Retype the stored records below exactly, with every character unchanged, and omit the pictures from your answer.

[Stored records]
= Beginning of Section =

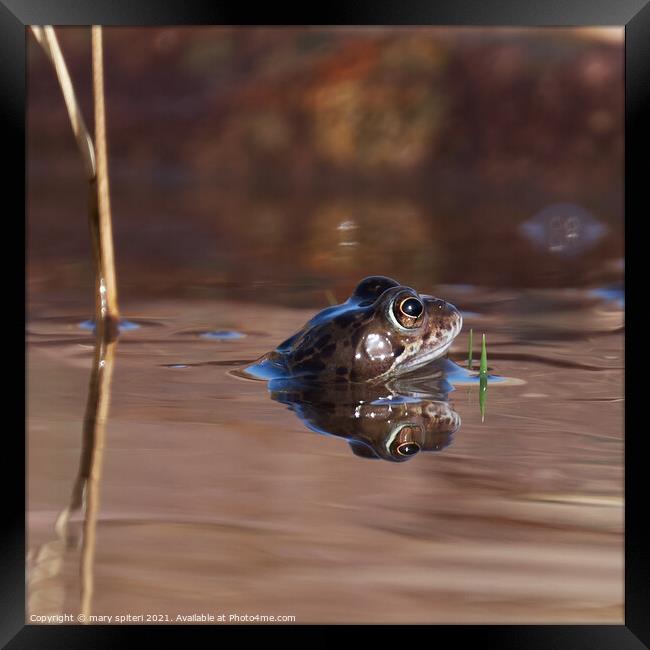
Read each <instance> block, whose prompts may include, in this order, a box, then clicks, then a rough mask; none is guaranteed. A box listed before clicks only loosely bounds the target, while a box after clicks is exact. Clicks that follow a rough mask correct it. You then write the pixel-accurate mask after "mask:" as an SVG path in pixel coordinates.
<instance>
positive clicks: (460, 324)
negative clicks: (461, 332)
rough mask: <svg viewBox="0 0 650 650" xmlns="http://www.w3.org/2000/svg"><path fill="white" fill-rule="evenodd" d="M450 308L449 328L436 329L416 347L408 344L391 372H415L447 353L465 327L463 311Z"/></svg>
mask: <svg viewBox="0 0 650 650" xmlns="http://www.w3.org/2000/svg"><path fill="white" fill-rule="evenodd" d="M449 309H450V314H449V321H448V329H442V330H441V329H440V328H436V329H434V330H433V331H432V332H430V334H429V336H428V337H425V338H424V340H423V341H422V342H421V343H420V344H419V345H418V346H417V348H416V349H413V348H415V346H413V347H412V348H411V350H409V349H408V346H407V349H406V351H405V352H404V358H402V359H401V360H400V359H398V360H397V361H396V363H395V366H394V367H393V368H392V372H391V374H393V375H403V374H406V373H410V372H413V371H414V370H417V369H419V368H422V367H423V366H426V365H427V364H429V363H431V362H432V361H435V360H436V359H439V358H440V357H443V356H444V355H445V354H447V352H448V351H449V348H450V347H451V344H452V343H453V342H454V339H455V338H456V337H457V336H458V334H459V333H460V331H461V329H462V328H463V317H462V315H461V313H460V312H459V311H458V310H457V309H456V308H455V307H454V306H453V305H449Z"/></svg>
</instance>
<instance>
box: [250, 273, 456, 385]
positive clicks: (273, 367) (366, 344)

= End of Section =

WRITTEN SOLUTION -
Read each <instance> block, whose prompts may include, in this order, a box, then clicks, then a rough mask; none is guaranteed. A box listed before clicks only loosely bounds the target, while a box after clicks is exact. Clicks that follow a rough mask correct it. You then write the pixel-accurate mask after "mask:" as an SVG path in pixel coordinates.
<instance>
positive clicks: (460, 324)
negative clicks: (461, 332)
rough mask: <svg viewBox="0 0 650 650" xmlns="http://www.w3.org/2000/svg"><path fill="white" fill-rule="evenodd" d="M450 308L449 328L436 329L416 347L408 344L391 372H415L447 353L465 327L463 311Z"/></svg>
mask: <svg viewBox="0 0 650 650" xmlns="http://www.w3.org/2000/svg"><path fill="white" fill-rule="evenodd" d="M449 309H450V314H449V321H448V329H442V330H441V329H440V328H436V329H434V330H433V331H432V332H430V334H429V336H428V337H425V338H424V340H423V341H422V342H421V343H420V344H419V345H418V346H417V348H416V349H413V348H415V346H413V347H412V348H411V350H409V349H408V346H407V349H406V351H405V352H404V358H402V359H401V360H400V359H398V360H397V361H396V363H395V366H394V367H393V368H392V372H391V374H393V375H403V374H406V373H410V372H413V371H414V370H417V369H419V368H422V367H423V366H426V365H427V364H429V363H431V362H432V361H435V360H436V359H439V358H440V357H443V356H444V355H445V354H447V352H448V351H449V348H450V347H451V344H452V343H453V342H454V339H455V338H456V337H457V336H458V334H459V333H460V331H461V329H462V328H463V317H462V315H461V313H460V312H459V311H458V310H457V309H456V308H455V307H454V306H453V305H449Z"/></svg>
</instance>
<instance>
box: [250, 273, 456, 385]
positive clicks: (273, 367) (366, 344)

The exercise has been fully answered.